STATED EXERCISE 1: Pull out each line of the records containing the string "that", treating uppercase and lowercase as different.

PAGE:
··········
# Wiring for shed



## chris.b (Jan 28, 2013)

Is it legal to come from a receptacle in the bedroom (with 15 amp AFCI breaker) through a brick wall and trenching 50 feet to a shed? He wants to run drills and saws and lights. No refrigerator......yet.


----------



## 480sparky (Sep 20, 2007)

I see no issues. You'll need a GFCI in the shed, though.


----------



## jhartz (Jul 18, 2013)

If he's running drills and saws off that shared 15 amp circuit, his wife might not like it when her lights go out in the bedroom on a regular basis.....

I would say you should run a dedicated circuit, if possible


----------



## macmikeman (Jan 23, 2007)

What kind of hobbyist doesn't use cordless drills and saws these days?

Run the circuit off of the bedroom and collect the money.........


----------



## 99cents (Aug 20, 2012)

480sparky said:


> I see no issues. You'll need a GFCI in the shed, though.


I see issues. He hasn't said how what else is on that bedroom circuit. He wants to run power tools and a future refrigerator. There's the possibility of a breaker tripping and a smoke detector could be on that circuit.

Do it right or don't do it.


----------



## donaldelectrician (Sep 30, 2010)

Hair Dryers always get used in the Bed Room .

If you can I can think of No better place to get to un a 20A circuit , and if possible . run 2 - 20 A circuits .

His and Her Hair Dryers … a Refer , shavers His and Hers , Lady's Hair stuff ,………. blanket , 



Don


----------



## chknkatsu (Aug 3, 2008)

i dont know code that well yet. but nothing about this seems right.


Sent from my iPhone using Tapatalk


----------



## Dennis Alwon (May 9, 2009)

Bad Idea, IMO. First off I would not have a shop on afci simply because you will have trouble. Secondly, 15 amp circuit--blah---

Is it impossible to get a new circuit there? IMO you are wasting your time coming off the bedroom circuit


----------



## 99cents (Aug 20, 2012)

macmikeman said:


> What kind of hobbyist doesn't use cordless drills and saws these days?
> 
> Run the circuit off of the bedroom and collect the money.........


Table saw, radial saw, drill press....


----------



## ampman (Apr 2, 2009)

I hope this is not the shed of doom


----------



## chris.b (Jan 28, 2013)

I wouldn't do it that way for them. I just wanted to see the responses. A "part time electrician" was going to do it this way for a case of beer and some cigarettes (not really) but for a couple hundred bucks. I told them I would only run a separate circuit because I didn't want her calling me 3 times a week telling me that the damn breaker keeps tripping. People have short memories when they say that they can handle a tripping breaker every now and then.
··········
EXCERPTED DATA:
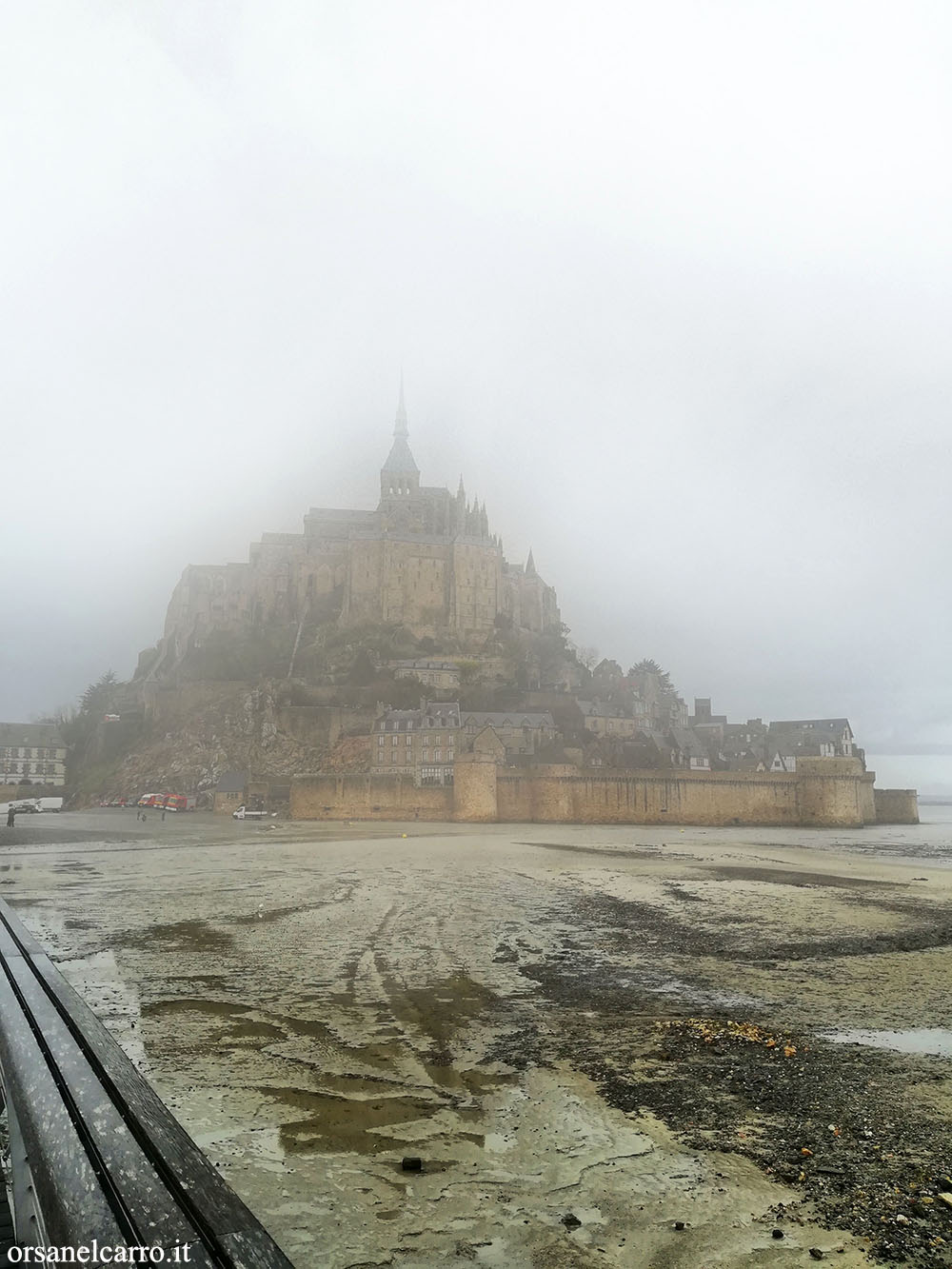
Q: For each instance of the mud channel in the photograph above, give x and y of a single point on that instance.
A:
(634, 1047)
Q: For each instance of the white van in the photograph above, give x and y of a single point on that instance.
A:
(248, 814)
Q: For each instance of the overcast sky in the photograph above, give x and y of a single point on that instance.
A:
(669, 282)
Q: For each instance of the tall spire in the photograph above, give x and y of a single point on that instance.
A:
(400, 473)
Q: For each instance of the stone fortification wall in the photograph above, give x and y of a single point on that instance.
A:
(836, 791)
(367, 797)
(650, 797)
(897, 806)
(824, 792)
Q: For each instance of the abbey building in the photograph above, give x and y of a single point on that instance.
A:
(425, 559)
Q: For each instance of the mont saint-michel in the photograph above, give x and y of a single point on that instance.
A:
(392, 664)
(426, 559)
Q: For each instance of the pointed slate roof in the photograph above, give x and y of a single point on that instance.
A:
(400, 460)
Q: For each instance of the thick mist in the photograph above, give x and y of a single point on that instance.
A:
··········
STATED EXERCISE 2: Carry on the forum thread about running power to a shed, picking up right after its last post.

FINAL ANSWER 1:
Q: For each instance of the mud channel in the photograph above, give x and y of a single point on that instance.
Q: For each instance of the white van in the photograph above, give x and y of a single point on that instance.
Q: For each instance of the overcast sky in the photograph above, give x and y of a single point on that instance.
Q: For each instance of the tall spire in the photograph above, give x and y of a single point on that instance.
Q: For each instance of the stone fortification wall in the photograph above, give x and y of a single point on that instance.
Q: For each instance of the abbey building in the photograph above, give x and y of a single point on that instance.
Q: For each instance of the mont saint-michel in the photograph above, give x and y of a single point on that instance.
Q: For each instance of the pointed slate roof in the photograph above, give x and y of a single point on that instance.
Q: For each instance of the thick mist in the photograph above, give x and y of a single point on that instance.

FINAL ANSWER 2:
I was not sure of the code on it though.


----------



## 99cents (Aug 20, 2012)

chris.b said:


> I wouldn't do it that way for them. I just wanted to see the responses. A "part time electrician" was going to do it this way for a case of beer and some cigarettes (not really) but for a couple hundred bucks. I told them I would only run a separate circuit because I didn't want her calling me 3 times a week telling me that the damn breaker keeps tripping. People have short memories when they say that they can handle a tripping breaker every now and then.
> I was not sure of the code on it though.


Damn. I was just going unload on you for asking, "Is it legal?" and tell you what a hack electrician you are :laughing: .


----------



## backstay (Feb 3, 2011)

chris.b said:


> I wouldn't do it that way for them. I just wanted to see the responses. A "part time electrician" was going to do it this way for a case of beer and some cigarettes (not really) but for a couple hundred bucks. I told them I would only run a separate circuit because I didn't want her calling me 3 times a week telling me that the damn breaker keeps tripping. People have short memories when they say that they can handle a tripping breaker every now and then.
> I was not sure of the code on it though.


A tripping breaker will eventually fail. Then they do this.


----------



## backstay (Feb 3, 2011)

And that can cause this.


----------



## theJcK (Aug 7, 2013)

Sorry I cant just keep agreeing with the others. You want to supply a tool shed with a shared 15A AFCI ckt?.. just think about it.


----------



## 480sparky (Sep 20, 2007)

99cents said:


> I see issues. He hasn't said how what else is on that bedroom circuit. He wants to run power tools and a future refrigerator. There's the possibility of a breaker tripping and a smoke detector could be on that circuit.
> 
> Do it right or don't do it.



"Is it legal"...... That's the only question that was asked. And with no other information, show me in the NEC where it's wrong.


----------



## scotia sparky (Sep 11, 2014)

You would be better off to run a dedicated circuit to the shed, that way you would eliminate any possible nuisance tripping in the house.
If it is possible/feasible run a 30 amp cct out to a loadcenter and he can have two 15 amp ccts. 
Just a thought.


----------



## macmikeman (Jan 23, 2007)

Pardon me everybody. I didn't realize there would be ten metal lathes and 5 air compressors going on in that ''tool shed'' . I still say the bedroom circuit is fine because I turned this over to homeland security already cause it's illegal to run a gun factory out of a tool shed anyway.


----------



## Sparkchaser1 (May 17, 2015)

As I've said before (and been heavily criticized for it), just because something is "legal" or "show me where the Code doesn't allow it", doesn't mean that it's the right way of doing something. Sometimes common sense should figure in. Use your best judgment.


----------



## Sparkchaser1 (May 17, 2015)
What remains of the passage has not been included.